REQUIREMENT: In the records below, find the line that contains "Target: olive green hull" and the line that contains "[locate] the pine branch". Set down exactly those lines and every line between them, and nothing more.

SOURCE MATERIAL:
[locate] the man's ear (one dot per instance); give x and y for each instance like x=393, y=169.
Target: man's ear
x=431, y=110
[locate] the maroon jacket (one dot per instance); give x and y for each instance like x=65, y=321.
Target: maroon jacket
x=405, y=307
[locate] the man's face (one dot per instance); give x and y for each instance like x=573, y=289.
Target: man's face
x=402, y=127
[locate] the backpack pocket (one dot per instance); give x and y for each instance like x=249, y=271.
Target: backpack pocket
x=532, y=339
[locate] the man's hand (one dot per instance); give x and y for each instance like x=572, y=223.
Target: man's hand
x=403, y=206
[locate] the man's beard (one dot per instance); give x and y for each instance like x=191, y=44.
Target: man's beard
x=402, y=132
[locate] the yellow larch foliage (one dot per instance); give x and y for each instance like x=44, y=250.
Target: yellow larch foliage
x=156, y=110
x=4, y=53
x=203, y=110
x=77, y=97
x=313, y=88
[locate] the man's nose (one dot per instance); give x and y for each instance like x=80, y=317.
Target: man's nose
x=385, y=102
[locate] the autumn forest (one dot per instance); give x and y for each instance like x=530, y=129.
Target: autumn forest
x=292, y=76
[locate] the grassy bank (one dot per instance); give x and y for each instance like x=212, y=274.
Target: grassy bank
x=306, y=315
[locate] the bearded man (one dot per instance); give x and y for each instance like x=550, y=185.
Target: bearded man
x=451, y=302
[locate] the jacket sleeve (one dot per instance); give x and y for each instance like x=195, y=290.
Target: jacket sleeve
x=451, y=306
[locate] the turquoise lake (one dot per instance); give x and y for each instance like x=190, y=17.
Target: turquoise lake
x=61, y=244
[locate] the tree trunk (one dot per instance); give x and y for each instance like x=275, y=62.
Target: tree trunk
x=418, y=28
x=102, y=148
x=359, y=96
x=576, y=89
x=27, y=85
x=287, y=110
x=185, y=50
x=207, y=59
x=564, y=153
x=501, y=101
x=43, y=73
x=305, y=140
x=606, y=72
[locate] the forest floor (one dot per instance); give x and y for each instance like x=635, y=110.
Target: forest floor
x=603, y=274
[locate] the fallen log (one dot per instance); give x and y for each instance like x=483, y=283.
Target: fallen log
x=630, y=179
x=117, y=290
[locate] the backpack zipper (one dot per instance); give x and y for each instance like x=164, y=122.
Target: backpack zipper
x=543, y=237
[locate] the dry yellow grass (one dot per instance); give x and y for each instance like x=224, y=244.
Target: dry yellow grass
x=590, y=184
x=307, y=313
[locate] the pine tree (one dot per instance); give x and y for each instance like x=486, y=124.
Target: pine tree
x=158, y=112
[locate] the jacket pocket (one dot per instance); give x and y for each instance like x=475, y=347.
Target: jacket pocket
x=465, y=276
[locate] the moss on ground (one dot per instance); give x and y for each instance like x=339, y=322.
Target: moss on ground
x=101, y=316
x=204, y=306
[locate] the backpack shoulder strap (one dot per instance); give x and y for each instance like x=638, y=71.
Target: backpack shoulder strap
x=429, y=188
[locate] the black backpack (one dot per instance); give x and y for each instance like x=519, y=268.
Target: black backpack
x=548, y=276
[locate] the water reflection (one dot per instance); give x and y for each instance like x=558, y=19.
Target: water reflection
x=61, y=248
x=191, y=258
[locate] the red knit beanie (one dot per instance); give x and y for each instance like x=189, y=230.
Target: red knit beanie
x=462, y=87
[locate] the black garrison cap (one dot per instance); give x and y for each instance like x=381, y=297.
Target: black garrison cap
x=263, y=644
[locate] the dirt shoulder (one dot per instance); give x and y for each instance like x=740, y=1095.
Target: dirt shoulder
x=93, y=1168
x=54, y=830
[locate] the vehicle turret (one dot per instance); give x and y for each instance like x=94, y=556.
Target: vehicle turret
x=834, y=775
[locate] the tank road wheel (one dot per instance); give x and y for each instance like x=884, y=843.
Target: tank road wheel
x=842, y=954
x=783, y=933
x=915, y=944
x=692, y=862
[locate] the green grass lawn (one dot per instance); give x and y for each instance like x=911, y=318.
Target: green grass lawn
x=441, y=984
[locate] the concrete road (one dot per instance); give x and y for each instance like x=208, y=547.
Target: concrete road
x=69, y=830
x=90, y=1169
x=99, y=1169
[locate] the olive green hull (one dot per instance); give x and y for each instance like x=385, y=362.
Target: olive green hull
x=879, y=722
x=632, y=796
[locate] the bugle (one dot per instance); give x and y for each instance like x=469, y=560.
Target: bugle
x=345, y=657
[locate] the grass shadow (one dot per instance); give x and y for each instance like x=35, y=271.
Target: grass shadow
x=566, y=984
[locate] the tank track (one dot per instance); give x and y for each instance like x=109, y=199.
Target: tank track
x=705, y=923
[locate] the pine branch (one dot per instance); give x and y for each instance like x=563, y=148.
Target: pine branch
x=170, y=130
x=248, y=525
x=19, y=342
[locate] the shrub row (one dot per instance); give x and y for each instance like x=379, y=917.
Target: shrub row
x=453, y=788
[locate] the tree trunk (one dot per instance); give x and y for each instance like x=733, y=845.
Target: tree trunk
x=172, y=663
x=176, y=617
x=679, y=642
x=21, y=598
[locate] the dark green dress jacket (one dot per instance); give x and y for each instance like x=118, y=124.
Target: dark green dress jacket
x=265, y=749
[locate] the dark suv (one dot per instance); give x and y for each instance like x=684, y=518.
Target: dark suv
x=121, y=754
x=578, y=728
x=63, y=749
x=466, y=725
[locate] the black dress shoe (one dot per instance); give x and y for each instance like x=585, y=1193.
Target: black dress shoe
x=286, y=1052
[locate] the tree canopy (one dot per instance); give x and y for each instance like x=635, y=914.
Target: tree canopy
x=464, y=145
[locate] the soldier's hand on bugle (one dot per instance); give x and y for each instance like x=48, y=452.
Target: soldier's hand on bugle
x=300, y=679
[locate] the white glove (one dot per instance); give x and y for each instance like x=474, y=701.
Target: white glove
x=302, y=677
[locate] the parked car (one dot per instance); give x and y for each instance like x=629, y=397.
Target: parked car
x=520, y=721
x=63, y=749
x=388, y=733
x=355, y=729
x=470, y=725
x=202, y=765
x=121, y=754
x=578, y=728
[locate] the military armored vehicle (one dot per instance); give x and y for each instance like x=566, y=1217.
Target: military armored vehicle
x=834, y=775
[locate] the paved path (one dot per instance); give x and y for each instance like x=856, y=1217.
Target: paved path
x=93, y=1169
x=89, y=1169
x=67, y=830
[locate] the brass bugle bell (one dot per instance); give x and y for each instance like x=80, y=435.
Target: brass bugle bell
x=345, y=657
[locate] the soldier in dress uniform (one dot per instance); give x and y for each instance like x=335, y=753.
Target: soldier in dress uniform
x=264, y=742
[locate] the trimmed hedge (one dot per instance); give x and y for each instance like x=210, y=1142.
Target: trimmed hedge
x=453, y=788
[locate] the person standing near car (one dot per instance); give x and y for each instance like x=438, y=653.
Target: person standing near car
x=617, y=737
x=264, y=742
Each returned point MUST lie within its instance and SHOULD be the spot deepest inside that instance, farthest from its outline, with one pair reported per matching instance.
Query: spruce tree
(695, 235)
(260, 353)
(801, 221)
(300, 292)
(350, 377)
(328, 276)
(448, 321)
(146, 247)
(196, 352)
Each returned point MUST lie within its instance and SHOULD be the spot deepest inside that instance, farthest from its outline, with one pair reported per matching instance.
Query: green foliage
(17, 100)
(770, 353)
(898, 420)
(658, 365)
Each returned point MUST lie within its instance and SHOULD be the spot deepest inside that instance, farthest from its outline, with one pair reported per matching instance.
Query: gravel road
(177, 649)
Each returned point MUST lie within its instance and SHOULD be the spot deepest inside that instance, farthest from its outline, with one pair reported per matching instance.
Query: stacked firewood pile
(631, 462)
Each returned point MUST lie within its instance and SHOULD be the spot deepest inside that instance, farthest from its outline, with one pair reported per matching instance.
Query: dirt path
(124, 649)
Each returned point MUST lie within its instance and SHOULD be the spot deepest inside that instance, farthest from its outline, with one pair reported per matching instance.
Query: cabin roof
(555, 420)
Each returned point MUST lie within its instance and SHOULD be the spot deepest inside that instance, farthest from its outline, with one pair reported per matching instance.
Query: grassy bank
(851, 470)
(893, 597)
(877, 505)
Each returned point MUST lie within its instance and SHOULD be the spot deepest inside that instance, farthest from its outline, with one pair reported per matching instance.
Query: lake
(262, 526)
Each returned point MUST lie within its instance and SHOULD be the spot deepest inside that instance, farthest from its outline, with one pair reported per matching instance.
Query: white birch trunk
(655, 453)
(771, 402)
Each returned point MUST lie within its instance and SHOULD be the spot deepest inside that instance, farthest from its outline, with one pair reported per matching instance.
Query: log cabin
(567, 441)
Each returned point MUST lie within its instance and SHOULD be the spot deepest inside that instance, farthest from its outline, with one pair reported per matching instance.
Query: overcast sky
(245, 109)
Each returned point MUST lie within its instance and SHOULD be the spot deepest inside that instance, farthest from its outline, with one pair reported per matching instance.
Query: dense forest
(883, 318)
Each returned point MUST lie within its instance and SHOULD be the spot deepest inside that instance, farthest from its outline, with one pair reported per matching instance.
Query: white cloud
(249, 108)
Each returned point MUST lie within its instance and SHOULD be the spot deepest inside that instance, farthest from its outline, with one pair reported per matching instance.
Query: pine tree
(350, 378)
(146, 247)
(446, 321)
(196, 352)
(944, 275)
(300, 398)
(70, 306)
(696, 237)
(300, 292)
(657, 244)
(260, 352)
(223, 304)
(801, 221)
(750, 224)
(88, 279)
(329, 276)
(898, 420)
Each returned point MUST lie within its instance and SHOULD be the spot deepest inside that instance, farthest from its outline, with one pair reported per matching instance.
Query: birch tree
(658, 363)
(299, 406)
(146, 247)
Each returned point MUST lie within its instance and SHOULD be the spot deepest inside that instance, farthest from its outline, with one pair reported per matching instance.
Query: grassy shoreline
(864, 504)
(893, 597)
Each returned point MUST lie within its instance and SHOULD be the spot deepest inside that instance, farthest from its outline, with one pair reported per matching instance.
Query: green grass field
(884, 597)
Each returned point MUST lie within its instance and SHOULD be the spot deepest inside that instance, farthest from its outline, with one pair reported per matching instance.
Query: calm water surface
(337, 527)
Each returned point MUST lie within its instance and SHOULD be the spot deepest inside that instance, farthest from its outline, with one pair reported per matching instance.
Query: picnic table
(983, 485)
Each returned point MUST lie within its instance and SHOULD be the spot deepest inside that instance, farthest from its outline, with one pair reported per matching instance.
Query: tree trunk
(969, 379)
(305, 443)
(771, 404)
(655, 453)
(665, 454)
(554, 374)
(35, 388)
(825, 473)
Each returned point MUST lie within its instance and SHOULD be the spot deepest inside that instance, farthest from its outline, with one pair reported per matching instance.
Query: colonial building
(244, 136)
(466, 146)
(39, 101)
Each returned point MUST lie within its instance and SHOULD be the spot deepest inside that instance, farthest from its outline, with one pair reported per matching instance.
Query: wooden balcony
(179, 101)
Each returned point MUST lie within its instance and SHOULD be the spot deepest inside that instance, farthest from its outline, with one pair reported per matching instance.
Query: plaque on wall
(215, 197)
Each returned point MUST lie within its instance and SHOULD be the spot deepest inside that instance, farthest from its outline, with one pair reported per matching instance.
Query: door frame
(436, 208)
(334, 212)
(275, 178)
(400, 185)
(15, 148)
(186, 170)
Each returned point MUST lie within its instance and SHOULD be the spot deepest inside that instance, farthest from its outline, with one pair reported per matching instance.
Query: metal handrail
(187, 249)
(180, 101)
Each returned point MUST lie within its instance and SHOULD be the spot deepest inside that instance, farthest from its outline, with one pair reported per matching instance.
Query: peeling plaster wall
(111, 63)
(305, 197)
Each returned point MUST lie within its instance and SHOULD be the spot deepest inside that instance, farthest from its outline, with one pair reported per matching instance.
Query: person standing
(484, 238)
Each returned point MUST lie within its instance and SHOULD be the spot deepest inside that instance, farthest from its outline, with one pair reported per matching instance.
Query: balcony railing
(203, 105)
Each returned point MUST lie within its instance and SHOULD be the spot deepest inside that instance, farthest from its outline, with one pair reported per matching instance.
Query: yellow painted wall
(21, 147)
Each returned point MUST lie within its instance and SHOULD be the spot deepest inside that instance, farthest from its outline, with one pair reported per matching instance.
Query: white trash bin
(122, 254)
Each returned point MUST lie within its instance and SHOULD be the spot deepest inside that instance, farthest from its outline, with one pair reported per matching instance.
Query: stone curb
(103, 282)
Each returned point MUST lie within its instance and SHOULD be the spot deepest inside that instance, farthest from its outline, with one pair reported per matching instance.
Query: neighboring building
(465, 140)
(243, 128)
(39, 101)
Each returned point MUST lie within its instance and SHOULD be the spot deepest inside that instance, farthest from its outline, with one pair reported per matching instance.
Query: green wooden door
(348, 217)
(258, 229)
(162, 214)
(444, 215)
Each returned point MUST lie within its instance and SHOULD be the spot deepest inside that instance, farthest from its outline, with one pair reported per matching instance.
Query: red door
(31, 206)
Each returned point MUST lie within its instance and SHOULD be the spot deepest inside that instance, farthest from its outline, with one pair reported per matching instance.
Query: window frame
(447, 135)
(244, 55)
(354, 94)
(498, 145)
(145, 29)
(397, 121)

EXERCISE RESULT:
Target: olive green hull
x=879, y=722
x=632, y=796
[locate] the bugle (one dot per instance); give x and y for each instance like x=469, y=560.
Target: bugle
x=345, y=657
[locate] the grass shadow (one dot per instance); give x and y for each instance like x=35, y=271.
Target: grass shadow
x=566, y=984
[locate] the tank track (one dot per instance); give x and y for each instance like x=109, y=199.
Target: tank track
x=705, y=923
[locate] the pine branch (one dot per instance); give x and y for each instance like x=563, y=148.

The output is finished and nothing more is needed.